Énoncé de l'exercice
Poursuivez le texte sur l'histoire de la villa Montmorency à la suite de sa dernière phrase.

Extrait du texte

┏━━

La villa Montmorency
La célèbre comtesse de Boufflers
Située dans les faubourgs de la ville, la propriété a pour cadre le village d’Auteuil. Elle appartient au XVIIe siècle à la famille du célèbre chancelier Etienne d’Aligre. En 1773, la comtesse de Boufflers (1725-1800), née Marie-Charlotte de Campet de Saujon, en fait l’acquisition. Maîtresse de Louis-François de Bourbon, prince de Conti, elle conseille ce prince éclairé, en lutte contre l’absolutisme. Elle tient un salon très couru dans un petit hôtel particulier situé dans l’enclos du Temple, dont le prince de Conti est le Grand Prieur. Madame du Deffand, animant un autre salon tout aussi brillant, la surnomme « l’idole » tant elle est adulée et admirée pour son intelligence et sa beauté. A Auteuil, sa propriété comprend un château (démoli depuis) et un superbe parc de 10 hectares dessiné à l’anglaise. Le parc est alors peuplé de fabriques et considéré comme l’un des plus beaux parcs de Paris. Après la mort de Conti en 1776, la comtesse de Boufflers se retire dans son château d’Auteuil. Arrêtée pendant la Terreur, elle est acquittée et échappe de peu à la guillotine. Passablement ruinée, elle loue sa propriété au prince de Talleyrand (voir l’hôtel de Saint-Florentin) pendant le Directoire.
La naissance de la villa Montmorency
En 1822, la duchesse de Montmorency achète le domaine. En 1852, les héritiers Montmorency le vendent à Emile Pereire (1800-1875). Homme d’affaire et grand investisseur immobilier sous le Second Empire, Pereire fait lotir le terrain qu’il baptise « villa Montmorency », du nom très aristocratique des précédents propriétaires; il le destine à une riche clientèle. Pereire fait également passer une voie de chemin de fer en bordure du parc et fait construire la gare d’Auteuil. Le mot« villa » est né à Paris vers les années 1820 et consiste en un ensemble de maisons dispersées dans un grand jardin privatif aménagé à l’anglaise. L’architecte Théodore Charpentier (1897-1967) dessine cinq allées sinueuses, pompeusement nommées « avenues » : avenue de Montmorency, avenue du Square, avenue de Boufflers, avenue des Sycomores, avenue des Tilleul, avenue des Peupliers. Les maisons de style pittoresque sont le plus souvent inspirées de l’architecture des villas balnéaires de Deauville ou d’Arcachon comme c’est la mode à cette époque.
Un refuge prisé par les artistes
Dès le début du XXe siècle, la villa est prisée par des artistes connus. L’écrivain André Gide fait construire une maison moderne (38 allée des Sycomores) en 1904-1907 par l’architecte Louis Bonnier. Le philosophe Henri Bergson (1859-1941) habite au n°32 avenue des Tilleuls. La tragédienne Sarah Bernhardt et l’architecte Joseph Bassompierre y résident.

┗━━

Matériel fourni
┏━━

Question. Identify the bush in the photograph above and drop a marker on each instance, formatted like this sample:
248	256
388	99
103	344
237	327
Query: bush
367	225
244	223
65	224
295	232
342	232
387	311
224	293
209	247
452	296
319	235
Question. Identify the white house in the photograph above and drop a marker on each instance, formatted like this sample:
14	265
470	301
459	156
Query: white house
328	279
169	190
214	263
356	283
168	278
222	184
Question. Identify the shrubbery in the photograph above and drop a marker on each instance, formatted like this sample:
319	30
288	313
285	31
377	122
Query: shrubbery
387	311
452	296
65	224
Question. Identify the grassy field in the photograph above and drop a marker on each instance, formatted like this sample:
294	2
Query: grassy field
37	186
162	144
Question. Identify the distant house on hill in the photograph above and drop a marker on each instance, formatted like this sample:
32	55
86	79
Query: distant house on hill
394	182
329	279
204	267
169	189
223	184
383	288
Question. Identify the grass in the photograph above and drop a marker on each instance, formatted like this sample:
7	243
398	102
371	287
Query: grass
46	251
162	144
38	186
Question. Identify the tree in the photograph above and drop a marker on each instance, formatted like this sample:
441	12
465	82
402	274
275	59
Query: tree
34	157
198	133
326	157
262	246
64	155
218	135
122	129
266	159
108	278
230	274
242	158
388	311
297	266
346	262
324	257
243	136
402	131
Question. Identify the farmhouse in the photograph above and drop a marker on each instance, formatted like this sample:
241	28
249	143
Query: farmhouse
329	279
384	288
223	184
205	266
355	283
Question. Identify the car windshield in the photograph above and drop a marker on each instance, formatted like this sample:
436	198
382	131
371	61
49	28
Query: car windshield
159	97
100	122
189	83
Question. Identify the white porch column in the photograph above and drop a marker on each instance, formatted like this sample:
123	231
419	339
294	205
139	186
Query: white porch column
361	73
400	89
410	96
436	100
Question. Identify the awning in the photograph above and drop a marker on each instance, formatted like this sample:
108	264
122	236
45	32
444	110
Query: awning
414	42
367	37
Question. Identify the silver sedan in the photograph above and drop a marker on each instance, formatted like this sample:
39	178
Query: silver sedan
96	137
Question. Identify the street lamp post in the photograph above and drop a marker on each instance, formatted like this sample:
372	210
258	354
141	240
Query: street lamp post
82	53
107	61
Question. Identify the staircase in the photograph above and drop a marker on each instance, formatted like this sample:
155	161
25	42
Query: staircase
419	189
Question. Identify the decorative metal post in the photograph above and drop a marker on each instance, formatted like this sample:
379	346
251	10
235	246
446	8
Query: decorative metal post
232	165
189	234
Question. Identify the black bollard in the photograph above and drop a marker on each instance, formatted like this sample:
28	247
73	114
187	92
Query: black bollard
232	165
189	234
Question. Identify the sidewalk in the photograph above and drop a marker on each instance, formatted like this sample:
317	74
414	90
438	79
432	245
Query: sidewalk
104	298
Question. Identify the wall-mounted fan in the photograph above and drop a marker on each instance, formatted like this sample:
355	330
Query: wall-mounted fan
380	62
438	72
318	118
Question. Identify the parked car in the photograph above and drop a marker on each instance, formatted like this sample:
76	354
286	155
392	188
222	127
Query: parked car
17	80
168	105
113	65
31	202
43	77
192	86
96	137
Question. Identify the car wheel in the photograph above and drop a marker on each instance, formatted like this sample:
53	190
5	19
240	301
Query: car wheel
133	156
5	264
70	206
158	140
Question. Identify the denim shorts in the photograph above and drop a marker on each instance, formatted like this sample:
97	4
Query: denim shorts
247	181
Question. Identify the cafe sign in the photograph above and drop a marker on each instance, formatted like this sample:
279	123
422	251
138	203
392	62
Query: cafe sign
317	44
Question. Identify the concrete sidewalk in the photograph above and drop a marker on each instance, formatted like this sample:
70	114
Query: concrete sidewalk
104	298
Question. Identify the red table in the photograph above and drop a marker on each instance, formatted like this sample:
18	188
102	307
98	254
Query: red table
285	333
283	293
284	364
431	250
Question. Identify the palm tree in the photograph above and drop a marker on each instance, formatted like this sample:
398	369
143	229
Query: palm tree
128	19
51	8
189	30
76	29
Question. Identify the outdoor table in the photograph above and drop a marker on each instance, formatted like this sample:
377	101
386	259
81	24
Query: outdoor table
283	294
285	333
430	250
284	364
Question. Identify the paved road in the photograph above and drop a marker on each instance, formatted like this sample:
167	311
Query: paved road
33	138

┗━━

Réponse à l'exercice
La thébaïde des grandes fortunes
Aujourd’hui, la villa Montmorency est certainement l’enclave la plus huppée et la plus privative de Paris. N’espérez même pas y pénétrer, sauf si vous y êtes invités bien sûr, car il faut montrer patte blanche pour y entrer, c’est-à-dire être sur la liste des visiteurs prévus. Sur six hectares, la villa compte 114 propriétaires. Parmi les grands capitaines d’industrie, financiers et patron de media, citons Vincent Bolloré (Vivendi), son fils Yannick Bolloré (Havas), Corinne Bouygues, Alain Afflelou, Dominique Desseigne (groupe Lucien Barrière), Georges Tranchant (groupe Tranchant), Jean-François Roverato (groupe Eiffage), Jacques d’Estais (BNP-Paribas), Jean-Paul Baudecrou (NRJ), Grégoire Chertokk (Rothschild & Cie), Fabrice Pierlot (Coyote), Maxime Ayach (Acadomia).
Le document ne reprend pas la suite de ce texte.